*** SUPPLIED MATERIAL Section Begins ***
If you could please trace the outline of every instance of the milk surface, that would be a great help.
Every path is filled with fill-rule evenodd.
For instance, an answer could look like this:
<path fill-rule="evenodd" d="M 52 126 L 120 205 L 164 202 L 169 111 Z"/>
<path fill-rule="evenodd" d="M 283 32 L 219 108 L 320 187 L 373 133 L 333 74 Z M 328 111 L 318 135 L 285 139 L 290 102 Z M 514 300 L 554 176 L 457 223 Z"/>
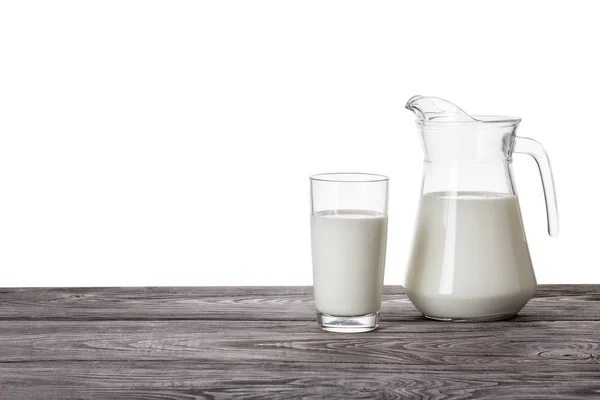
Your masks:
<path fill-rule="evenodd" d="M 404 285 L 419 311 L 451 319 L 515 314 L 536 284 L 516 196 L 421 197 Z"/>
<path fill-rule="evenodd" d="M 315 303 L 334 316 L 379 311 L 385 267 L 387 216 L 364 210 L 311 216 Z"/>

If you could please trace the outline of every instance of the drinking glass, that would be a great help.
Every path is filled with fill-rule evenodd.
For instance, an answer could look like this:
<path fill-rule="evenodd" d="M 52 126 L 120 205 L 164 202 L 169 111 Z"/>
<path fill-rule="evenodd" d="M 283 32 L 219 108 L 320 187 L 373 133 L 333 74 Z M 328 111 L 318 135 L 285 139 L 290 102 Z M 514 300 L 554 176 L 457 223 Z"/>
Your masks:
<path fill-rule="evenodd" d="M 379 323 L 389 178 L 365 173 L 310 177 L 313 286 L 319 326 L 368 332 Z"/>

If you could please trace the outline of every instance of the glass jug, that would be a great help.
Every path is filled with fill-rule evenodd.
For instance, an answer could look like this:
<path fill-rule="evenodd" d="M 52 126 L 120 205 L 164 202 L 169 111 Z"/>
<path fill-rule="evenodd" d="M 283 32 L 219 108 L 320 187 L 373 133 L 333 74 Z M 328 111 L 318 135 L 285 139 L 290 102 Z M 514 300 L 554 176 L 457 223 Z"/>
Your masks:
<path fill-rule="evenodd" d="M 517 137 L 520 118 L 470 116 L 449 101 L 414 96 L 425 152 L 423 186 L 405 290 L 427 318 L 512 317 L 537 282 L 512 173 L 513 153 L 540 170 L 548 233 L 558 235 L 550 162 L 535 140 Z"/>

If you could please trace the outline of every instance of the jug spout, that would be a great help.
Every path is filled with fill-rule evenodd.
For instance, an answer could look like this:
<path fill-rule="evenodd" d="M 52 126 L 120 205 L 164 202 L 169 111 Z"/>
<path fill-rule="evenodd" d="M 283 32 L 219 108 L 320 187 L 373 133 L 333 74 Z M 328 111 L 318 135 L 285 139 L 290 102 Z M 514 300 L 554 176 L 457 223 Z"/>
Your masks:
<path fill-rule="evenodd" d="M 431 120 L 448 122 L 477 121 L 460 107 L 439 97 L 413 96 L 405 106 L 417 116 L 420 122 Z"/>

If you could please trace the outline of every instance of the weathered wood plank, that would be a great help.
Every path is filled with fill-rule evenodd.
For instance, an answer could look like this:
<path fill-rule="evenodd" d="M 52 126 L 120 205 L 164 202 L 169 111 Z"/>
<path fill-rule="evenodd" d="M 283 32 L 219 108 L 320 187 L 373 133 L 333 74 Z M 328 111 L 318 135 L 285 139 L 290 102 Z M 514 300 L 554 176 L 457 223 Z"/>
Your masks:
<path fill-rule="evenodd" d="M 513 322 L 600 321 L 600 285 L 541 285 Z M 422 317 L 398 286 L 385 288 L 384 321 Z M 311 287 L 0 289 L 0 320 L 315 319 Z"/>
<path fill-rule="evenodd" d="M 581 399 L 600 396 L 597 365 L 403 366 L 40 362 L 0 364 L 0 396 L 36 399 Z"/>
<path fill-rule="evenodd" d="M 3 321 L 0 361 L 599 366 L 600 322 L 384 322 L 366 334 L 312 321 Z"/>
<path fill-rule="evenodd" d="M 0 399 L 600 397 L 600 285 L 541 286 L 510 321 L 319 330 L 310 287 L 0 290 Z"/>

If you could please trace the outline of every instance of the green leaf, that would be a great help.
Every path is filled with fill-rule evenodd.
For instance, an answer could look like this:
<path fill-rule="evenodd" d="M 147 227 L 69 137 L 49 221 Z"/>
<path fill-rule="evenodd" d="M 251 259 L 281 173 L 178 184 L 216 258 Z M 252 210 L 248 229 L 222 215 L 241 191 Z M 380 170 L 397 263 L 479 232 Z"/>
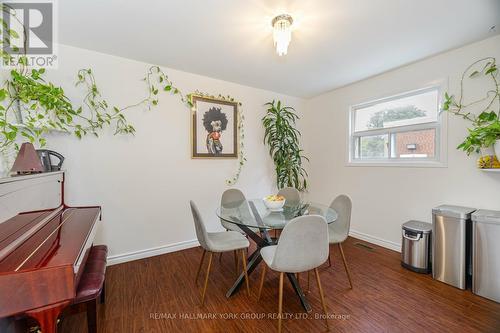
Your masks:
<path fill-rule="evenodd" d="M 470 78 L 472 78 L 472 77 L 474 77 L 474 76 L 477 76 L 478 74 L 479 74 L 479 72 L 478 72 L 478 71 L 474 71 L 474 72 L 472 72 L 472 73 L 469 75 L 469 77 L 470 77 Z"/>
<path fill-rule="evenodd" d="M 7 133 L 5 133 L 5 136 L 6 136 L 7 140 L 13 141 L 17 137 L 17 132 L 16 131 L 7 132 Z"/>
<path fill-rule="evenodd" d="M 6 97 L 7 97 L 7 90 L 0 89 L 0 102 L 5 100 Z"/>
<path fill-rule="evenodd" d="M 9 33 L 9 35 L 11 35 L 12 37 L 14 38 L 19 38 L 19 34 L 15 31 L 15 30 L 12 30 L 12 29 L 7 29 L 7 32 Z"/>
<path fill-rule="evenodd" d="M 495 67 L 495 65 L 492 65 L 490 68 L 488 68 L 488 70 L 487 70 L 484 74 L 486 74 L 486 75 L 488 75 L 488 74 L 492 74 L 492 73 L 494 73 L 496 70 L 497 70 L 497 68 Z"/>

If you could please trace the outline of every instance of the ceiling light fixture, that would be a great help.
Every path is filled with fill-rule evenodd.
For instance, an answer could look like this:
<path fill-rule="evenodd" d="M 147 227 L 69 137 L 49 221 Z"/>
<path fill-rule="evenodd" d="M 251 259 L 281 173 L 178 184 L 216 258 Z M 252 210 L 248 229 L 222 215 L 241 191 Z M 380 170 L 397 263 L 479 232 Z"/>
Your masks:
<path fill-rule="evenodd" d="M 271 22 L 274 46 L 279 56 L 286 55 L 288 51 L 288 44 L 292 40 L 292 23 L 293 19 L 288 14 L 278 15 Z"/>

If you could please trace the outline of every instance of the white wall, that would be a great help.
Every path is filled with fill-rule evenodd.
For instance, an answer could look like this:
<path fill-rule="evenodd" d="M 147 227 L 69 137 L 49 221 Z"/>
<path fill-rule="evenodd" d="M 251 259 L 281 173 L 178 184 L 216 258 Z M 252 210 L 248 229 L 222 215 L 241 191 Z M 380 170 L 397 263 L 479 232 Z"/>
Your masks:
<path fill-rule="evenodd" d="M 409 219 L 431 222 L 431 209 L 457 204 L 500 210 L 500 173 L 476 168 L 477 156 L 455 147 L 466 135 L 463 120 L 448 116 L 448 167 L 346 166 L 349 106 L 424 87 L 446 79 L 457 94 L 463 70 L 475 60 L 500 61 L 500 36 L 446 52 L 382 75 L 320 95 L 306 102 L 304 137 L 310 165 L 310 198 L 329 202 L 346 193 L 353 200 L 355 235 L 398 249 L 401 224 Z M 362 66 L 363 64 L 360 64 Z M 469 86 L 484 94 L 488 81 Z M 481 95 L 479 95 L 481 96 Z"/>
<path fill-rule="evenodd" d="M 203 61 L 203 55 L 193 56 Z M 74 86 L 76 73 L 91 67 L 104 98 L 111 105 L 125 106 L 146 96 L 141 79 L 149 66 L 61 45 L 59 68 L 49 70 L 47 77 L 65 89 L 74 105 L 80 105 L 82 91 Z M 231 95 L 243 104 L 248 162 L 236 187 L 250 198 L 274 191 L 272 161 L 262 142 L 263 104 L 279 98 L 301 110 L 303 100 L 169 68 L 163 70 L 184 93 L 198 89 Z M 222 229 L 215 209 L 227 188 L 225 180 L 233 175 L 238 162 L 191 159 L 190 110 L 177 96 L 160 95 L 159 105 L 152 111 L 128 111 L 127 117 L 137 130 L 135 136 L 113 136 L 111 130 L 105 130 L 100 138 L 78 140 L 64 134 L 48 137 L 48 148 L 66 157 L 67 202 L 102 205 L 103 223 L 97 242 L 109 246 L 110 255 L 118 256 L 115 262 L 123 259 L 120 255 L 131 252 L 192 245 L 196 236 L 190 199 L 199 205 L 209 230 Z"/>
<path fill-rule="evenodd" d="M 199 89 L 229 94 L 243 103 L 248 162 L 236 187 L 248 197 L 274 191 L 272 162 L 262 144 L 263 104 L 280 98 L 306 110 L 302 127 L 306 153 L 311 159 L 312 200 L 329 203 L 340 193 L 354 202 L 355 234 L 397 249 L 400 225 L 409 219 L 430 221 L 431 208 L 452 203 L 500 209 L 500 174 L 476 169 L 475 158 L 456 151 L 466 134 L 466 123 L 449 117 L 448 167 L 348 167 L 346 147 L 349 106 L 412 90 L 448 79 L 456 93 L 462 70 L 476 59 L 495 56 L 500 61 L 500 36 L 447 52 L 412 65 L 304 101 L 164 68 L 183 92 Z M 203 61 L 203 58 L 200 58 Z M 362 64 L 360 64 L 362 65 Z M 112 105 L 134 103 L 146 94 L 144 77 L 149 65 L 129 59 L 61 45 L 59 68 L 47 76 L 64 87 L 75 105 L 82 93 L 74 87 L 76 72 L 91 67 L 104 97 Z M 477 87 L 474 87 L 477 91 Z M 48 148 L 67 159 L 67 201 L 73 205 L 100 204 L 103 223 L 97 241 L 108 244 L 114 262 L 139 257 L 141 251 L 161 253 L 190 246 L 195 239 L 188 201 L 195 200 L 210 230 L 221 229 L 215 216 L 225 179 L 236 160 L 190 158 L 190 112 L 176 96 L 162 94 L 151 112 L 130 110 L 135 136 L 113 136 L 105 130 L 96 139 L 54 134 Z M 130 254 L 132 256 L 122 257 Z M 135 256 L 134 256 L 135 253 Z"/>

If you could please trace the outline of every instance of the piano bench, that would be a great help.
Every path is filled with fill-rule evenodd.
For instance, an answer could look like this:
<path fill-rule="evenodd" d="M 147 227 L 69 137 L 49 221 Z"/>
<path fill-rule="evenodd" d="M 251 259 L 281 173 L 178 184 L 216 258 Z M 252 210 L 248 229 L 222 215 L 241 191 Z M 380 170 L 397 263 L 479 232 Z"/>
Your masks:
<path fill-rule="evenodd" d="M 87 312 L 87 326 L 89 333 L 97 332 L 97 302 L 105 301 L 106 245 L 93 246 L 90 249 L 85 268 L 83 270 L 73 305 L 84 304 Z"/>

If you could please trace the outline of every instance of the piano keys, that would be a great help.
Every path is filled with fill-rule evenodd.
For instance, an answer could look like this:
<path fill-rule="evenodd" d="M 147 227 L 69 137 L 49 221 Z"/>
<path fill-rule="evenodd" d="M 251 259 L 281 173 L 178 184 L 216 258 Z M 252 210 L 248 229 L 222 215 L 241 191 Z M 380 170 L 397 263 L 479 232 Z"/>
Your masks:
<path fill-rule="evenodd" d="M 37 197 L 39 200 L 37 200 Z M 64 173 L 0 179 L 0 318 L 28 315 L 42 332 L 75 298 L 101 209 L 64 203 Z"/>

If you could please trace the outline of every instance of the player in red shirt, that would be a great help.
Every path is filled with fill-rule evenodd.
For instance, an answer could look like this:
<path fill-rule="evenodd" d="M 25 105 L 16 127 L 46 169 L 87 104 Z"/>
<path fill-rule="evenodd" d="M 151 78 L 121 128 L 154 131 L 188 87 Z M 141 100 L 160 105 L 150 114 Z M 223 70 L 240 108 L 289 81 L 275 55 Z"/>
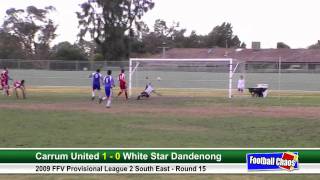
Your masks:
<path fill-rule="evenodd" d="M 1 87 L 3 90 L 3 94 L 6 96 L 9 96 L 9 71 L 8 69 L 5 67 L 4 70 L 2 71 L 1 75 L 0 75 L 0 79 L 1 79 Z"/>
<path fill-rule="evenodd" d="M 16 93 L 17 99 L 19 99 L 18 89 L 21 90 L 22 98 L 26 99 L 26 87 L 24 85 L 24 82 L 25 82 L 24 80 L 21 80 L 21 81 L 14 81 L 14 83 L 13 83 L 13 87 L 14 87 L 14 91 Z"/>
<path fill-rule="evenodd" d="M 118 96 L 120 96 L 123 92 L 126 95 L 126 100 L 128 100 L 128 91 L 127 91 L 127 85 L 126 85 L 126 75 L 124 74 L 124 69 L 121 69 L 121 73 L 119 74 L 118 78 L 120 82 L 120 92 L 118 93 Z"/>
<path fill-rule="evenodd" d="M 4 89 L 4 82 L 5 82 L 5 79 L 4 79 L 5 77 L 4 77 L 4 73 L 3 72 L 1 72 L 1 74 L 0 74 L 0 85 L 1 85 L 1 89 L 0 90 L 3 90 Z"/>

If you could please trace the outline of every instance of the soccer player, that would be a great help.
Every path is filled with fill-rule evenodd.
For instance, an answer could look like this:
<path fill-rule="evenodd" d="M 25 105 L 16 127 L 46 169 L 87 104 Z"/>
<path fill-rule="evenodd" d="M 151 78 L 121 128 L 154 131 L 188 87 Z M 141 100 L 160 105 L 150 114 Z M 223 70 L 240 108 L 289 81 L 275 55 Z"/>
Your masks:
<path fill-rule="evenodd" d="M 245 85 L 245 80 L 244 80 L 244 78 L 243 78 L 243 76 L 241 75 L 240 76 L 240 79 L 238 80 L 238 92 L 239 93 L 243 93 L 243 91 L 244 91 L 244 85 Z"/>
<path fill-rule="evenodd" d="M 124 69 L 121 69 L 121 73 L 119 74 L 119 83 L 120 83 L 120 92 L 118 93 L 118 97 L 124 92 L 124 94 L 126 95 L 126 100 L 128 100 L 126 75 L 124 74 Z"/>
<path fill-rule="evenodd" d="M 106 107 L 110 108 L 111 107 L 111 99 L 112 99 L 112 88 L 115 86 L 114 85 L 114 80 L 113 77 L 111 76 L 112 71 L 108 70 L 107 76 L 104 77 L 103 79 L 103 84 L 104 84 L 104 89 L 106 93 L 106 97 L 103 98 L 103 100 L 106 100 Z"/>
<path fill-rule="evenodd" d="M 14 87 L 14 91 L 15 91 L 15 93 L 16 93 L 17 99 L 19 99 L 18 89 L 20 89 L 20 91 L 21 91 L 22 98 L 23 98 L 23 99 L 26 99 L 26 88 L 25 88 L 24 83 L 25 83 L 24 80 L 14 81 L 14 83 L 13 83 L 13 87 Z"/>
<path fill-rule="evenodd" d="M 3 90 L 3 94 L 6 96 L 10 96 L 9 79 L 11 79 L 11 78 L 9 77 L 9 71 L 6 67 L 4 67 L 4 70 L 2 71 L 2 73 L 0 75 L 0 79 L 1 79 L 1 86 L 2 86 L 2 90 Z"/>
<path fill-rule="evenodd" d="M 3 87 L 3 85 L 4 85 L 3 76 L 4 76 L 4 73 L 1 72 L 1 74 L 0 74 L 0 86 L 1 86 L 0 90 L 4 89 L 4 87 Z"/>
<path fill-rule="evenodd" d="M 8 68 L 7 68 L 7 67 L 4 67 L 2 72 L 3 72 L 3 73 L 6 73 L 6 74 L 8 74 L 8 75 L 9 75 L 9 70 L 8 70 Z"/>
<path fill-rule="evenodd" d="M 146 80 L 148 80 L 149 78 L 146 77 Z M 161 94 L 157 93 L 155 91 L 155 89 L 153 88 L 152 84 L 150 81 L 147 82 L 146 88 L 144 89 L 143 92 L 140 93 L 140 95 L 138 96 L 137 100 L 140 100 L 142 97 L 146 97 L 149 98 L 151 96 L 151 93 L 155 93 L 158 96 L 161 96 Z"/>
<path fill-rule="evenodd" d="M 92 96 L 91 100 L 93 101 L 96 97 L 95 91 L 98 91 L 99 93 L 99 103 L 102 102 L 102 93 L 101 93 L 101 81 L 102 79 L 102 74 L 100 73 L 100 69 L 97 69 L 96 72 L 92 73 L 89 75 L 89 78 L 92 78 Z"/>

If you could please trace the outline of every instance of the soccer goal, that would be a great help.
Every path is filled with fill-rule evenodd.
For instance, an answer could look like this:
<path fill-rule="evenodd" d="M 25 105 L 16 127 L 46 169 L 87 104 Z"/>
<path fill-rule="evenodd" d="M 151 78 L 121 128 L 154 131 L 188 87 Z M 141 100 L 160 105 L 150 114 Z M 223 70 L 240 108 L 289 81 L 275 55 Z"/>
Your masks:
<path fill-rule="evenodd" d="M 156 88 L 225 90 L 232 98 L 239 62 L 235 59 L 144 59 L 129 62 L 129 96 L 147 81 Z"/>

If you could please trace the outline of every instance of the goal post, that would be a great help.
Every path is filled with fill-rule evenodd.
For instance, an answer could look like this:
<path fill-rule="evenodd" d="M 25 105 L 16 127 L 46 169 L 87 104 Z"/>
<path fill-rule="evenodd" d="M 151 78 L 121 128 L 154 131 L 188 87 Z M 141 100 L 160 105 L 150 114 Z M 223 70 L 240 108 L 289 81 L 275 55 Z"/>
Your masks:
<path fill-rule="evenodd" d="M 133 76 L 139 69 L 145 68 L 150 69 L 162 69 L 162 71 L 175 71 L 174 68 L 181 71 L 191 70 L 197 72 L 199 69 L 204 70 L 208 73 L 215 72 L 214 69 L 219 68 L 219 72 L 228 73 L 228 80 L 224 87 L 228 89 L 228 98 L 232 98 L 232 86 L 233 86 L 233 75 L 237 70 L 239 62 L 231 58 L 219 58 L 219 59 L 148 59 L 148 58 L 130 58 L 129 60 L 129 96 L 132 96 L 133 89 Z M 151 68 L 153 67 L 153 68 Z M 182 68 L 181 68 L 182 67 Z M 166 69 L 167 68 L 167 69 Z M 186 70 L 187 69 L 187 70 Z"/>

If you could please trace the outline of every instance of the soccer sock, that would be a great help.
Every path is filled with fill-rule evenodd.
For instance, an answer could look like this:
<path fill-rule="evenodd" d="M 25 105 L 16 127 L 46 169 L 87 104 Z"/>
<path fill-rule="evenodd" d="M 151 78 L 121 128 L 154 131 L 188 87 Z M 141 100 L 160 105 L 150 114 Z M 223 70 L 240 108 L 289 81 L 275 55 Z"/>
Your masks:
*** SUPPLIED MATERIAL Section Ends ***
** EXERCISE INSTRUCTIONS **
For this exercise, return every line from the data that holds the string "player".

** ANSWER BOX **
If you could please trace the outline of every instance of the player in red shirt, that would be a great help.
If you could please trace the outline of every instance of the soccer player, that would be a great help.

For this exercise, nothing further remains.